## [Task description]
Rewrite each of the rows below, replacing every occurrence of "rough mask" with "coarse mask" and leaving all other text unchanged. Omit the pictures from your answer.

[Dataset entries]

──────────────────────────────

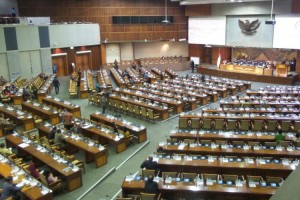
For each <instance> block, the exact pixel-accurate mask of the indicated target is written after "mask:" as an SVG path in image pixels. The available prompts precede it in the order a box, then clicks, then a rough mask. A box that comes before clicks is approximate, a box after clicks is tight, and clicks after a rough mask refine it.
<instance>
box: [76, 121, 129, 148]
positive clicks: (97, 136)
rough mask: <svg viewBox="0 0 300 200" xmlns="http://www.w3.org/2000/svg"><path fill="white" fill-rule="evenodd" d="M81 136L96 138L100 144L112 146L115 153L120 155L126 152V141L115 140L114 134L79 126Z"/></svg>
mask: <svg viewBox="0 0 300 200" xmlns="http://www.w3.org/2000/svg"><path fill="white" fill-rule="evenodd" d="M81 129H82V133H83V135H86V136H88V137H95V136H96V137H97V139H98V141H99V143H100V144H103V145H104V144H108V143H109V144H112V145H114V146H115V148H116V152H117V153H121V152H123V151H125V150H126V146H127V145H126V140H125V138H119V139H118V138H117V135H116V134H113V133H106V132H104V131H101V130H100V129H99V128H96V127H90V128H85V127H84V126H81Z"/></svg>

──────────────────────────────

## [Problem solution]
For each <instance> block, the exact pixel-accurate mask of the indicated target is written after "mask:" as an SVG path in image pixels. The available prompts precede it in the order a box, then clicks, then a coarse mask. A box that comes before clicks is approximate, a box after clicks is tight, and clicks after a coarse mask refine it.
<instance>
box: [76, 121, 129, 148]
positive clicks: (97, 136)
coarse mask: <svg viewBox="0 0 300 200" xmlns="http://www.w3.org/2000/svg"><path fill="white" fill-rule="evenodd" d="M81 136L96 138L100 144L112 146L115 153L120 155L126 152V141L115 140L114 134L79 126Z"/></svg>
mask: <svg viewBox="0 0 300 200" xmlns="http://www.w3.org/2000/svg"><path fill="white" fill-rule="evenodd" d="M81 129H82V133H83V135H86V136H88V137H95V136H96V137H97V139H98V141H99V143H100V144H103V145H104V144H108V143H109V144H112V145H114V146H115V148H116V152H117V153H121V152H123V151H125V150H126V146H127V145H126V140H125V138H119V139H118V138H117V135H116V134H113V133H106V132H104V131H101V130H100V129H99V128H96V127H90V128H85V127H84V126H81Z"/></svg>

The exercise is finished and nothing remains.